§ TASK INSTRUCTIONS
Omit all pictures, then retype the data exactly as given.
##### INPUT RECORDS #####
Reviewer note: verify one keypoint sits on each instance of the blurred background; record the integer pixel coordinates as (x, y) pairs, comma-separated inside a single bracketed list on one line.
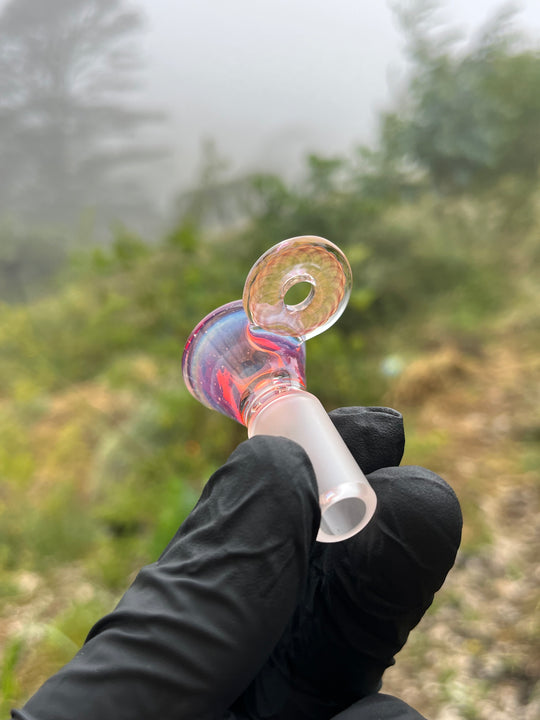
[(150, 151)]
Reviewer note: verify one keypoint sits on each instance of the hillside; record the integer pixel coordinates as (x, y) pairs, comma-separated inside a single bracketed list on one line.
[(103, 452)]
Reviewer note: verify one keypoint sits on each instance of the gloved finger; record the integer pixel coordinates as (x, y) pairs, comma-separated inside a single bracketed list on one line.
[(196, 626), (380, 706), (363, 597), (374, 435)]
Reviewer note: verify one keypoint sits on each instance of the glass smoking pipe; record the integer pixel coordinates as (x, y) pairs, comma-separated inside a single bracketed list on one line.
[(247, 360)]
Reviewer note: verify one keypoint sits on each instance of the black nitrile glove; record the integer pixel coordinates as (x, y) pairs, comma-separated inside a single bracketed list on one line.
[(246, 616)]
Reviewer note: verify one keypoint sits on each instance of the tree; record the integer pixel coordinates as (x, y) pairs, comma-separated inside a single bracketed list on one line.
[(473, 109), (68, 118)]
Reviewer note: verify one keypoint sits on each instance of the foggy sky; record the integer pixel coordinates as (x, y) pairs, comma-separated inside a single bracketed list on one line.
[(270, 80)]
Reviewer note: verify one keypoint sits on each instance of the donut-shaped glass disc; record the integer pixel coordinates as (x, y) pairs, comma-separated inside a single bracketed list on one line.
[(306, 259)]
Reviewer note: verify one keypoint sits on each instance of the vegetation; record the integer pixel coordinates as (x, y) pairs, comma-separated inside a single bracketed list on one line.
[(103, 452)]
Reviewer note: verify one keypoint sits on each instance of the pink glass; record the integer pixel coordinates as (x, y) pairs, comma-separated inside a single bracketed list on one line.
[(247, 360)]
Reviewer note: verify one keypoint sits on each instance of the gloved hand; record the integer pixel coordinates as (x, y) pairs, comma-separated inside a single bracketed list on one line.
[(246, 616)]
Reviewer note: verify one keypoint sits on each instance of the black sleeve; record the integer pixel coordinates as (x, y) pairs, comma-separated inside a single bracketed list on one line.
[(379, 707), (195, 627)]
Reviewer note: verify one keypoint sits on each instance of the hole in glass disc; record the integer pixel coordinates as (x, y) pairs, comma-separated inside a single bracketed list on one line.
[(298, 295)]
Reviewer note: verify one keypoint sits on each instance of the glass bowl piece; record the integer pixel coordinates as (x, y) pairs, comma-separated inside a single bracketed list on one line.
[(307, 259), (230, 366)]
#####
§ TASK ANSWER
Reviewer note: verify one keypoint sits on each instance of the blurred background; record the integer pixel coordinates as (x, y) pairs, comma-separated inside a single bracketed list on one line.
[(150, 151)]
Reviewer note: verify one keypoint sits on each instance of the hillside; record the integer pixel coordinates as (x, y) pairs, comma-separated inside a single bracketed list on one line.
[(103, 452)]
Reviewer note: verify one keypoint sits on each instance of the gloved finger; record the integer pixel coordinates as (x, y) pairs, comma-separated inside a single bracketed list on one line.
[(196, 626), (380, 706), (363, 597), (374, 435)]
Reviewer note: verify one keypoint sits on each instance of the glass smoking pipe; record the integer pixel coordinates as (x, y) pairs, comma-separated inside a single bracketed list on one line.
[(247, 360)]
Reviewer note: verify one keypoint sits on each instance of the black nitrile glove; record the integer pixel coordinates as (x, y) pairs, comma-separated inside a single bracketed list on one line.
[(246, 616)]
Reviewer note: verify one keypoint sits on each instance of the tree; record the integer pixel coordinates as (x, y) pairs, comma-separated inside a single bracketed list on one line.
[(473, 109), (68, 118)]
Reviewer note: verify one keypoint sits on each instance of the foggy sky; record the integer pixel coordinates as (x, y) pairs, comma-separated inside a single bracketed list on one line.
[(270, 80)]
Reviewer note: verify one keypoint sits on each instance of the donut-shaped glass disc; record the integer pixel coordinates as (x, y) pairs, comma-separated inside a single bracketed list on one line.
[(306, 259)]
Reviewer note: verify one keypoint sits on each instance of the vegetation; record the integer pixel coordinates as (x, y) pairs, comma-separated inside a single bracketed list on one line.
[(103, 452)]
Reviewer note: verify one keypoint sits on each instance of the pink glass; record the integer pixel coordinates as (x, y) pairs, comma-separated inside a single bracketed list on one line.
[(247, 360)]
Reviewer note: verify one keypoint sits on each instance of the gloved hand; record the integer pixel coordinates as (x, y) pairs, comma-separated inside a single bracketed list on one line.
[(246, 616)]
Reviewer note: verify one keypoint sits on each instance of the black sleeve; record the integer pixel coordinates as (x, y) pairs, comma-separated inside a single bracketed list on one line.
[(379, 707), (195, 627)]
Reviewer note: verify one keypoint sits on each instance of the hole in glass disc; record the integer pixel coordinates as (x, y) pairs, comma-separated inside a single bracketed list on one line.
[(298, 295)]
Reviewer note: verify one keypoint sits on each instance of the glass bowl piece; record the integer pixel coordinates as (x, y) pairs, comma-separated inside a single bracketed list on one line.
[(307, 259), (230, 366)]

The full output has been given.